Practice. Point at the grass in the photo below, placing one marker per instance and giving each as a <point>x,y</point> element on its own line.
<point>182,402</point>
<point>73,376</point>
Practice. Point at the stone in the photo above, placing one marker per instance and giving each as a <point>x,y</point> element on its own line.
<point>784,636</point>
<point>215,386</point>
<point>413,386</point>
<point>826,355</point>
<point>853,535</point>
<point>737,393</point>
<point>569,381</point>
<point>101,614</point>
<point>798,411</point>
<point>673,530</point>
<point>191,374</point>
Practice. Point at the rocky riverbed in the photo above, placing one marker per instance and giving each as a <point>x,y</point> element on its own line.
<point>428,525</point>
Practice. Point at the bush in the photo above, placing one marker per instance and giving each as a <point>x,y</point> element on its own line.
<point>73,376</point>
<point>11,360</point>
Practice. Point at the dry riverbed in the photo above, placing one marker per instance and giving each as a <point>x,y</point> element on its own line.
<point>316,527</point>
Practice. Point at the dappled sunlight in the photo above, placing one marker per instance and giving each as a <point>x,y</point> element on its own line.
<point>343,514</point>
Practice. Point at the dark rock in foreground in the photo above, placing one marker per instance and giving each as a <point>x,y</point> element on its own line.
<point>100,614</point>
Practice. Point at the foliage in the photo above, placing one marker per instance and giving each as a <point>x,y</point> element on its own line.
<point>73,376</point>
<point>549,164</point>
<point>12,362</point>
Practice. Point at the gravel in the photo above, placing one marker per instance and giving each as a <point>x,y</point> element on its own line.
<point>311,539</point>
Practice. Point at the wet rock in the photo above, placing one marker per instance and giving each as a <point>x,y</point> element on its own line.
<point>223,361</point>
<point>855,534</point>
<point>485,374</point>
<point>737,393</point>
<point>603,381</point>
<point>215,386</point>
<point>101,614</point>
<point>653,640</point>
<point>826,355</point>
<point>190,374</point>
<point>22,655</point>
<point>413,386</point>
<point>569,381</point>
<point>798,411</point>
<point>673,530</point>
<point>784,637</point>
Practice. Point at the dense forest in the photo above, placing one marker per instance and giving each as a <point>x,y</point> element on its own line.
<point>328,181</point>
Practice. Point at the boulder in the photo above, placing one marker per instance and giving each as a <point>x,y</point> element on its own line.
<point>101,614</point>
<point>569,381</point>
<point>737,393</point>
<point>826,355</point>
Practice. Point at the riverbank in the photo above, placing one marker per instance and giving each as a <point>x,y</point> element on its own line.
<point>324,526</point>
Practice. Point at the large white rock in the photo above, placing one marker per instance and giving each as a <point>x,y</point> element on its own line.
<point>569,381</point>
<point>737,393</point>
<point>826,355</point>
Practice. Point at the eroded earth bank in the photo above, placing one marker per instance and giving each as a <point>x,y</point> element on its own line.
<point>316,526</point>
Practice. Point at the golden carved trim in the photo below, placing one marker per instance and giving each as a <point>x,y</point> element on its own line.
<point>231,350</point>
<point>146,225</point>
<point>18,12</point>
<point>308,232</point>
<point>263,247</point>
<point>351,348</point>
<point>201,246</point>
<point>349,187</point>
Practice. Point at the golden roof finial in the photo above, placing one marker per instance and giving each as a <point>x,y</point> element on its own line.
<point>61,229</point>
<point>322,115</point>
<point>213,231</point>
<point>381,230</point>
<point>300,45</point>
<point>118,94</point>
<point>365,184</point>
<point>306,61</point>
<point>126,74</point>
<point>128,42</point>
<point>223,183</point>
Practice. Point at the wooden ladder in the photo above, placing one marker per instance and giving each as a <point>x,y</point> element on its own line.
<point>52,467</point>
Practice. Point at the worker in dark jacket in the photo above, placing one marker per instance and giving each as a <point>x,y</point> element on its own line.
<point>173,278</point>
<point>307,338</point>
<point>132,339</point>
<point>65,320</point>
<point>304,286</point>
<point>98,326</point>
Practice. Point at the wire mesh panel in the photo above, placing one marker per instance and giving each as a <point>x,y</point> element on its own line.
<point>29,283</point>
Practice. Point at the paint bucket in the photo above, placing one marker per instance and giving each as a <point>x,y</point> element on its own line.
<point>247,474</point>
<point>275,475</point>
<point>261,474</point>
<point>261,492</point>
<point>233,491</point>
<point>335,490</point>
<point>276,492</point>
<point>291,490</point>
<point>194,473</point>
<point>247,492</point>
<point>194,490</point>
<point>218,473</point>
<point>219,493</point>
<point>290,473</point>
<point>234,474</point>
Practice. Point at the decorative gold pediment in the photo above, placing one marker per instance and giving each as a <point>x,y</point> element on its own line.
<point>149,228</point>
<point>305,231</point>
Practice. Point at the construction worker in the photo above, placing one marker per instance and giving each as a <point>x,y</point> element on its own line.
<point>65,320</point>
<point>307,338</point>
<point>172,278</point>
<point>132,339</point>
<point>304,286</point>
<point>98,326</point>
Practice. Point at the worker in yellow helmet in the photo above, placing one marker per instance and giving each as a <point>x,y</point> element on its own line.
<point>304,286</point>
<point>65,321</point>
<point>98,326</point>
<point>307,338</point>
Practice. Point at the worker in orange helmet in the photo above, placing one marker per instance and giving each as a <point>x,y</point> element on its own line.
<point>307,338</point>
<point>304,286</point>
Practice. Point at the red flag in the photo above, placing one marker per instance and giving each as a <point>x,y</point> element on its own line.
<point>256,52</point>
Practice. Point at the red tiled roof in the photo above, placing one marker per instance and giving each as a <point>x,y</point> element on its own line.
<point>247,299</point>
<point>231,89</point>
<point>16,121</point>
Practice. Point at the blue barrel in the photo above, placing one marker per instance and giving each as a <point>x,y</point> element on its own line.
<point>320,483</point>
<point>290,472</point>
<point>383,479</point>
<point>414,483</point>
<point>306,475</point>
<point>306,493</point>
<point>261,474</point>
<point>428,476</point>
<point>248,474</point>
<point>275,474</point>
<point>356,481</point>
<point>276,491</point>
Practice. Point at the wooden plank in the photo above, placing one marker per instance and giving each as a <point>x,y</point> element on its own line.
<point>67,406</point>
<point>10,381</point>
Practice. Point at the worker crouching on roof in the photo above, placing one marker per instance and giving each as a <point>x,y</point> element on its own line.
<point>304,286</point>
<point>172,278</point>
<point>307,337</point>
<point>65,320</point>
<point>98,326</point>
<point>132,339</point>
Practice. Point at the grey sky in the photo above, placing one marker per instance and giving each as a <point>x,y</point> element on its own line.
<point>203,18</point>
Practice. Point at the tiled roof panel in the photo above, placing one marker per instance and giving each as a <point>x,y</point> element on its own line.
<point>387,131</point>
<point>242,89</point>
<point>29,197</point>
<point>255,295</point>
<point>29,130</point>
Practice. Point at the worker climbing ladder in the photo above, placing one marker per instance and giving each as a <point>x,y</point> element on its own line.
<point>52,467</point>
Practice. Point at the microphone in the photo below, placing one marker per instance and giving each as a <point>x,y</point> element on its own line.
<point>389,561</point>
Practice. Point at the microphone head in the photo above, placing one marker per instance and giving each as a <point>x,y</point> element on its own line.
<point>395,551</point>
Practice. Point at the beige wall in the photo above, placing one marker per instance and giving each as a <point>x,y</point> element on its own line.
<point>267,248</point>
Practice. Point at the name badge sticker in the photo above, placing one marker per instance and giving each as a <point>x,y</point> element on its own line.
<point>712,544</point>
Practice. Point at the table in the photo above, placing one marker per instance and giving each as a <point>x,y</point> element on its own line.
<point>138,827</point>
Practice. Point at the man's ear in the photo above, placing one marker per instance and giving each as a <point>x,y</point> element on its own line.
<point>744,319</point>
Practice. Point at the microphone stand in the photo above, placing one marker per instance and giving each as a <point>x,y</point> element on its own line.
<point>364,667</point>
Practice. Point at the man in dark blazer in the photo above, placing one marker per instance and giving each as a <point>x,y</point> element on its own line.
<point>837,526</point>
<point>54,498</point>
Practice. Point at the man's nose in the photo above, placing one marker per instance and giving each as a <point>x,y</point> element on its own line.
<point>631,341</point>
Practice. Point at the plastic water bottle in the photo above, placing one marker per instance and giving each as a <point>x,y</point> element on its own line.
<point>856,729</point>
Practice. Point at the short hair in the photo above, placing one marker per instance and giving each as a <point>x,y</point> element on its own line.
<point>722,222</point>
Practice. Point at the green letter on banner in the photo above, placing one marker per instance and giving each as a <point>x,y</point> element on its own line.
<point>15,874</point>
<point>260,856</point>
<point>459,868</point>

EXERCISE PROMPT: Reproduce verbatim the lines from the line with "Practice. Point at the microphone stand" to the line with "<point>364,667</point>", both included.

RESPONSE:
Practice. Point at the microphone stand in the photo above, placing one marker per instance and giving each as a <point>x,y</point> element on its own line.
<point>364,667</point>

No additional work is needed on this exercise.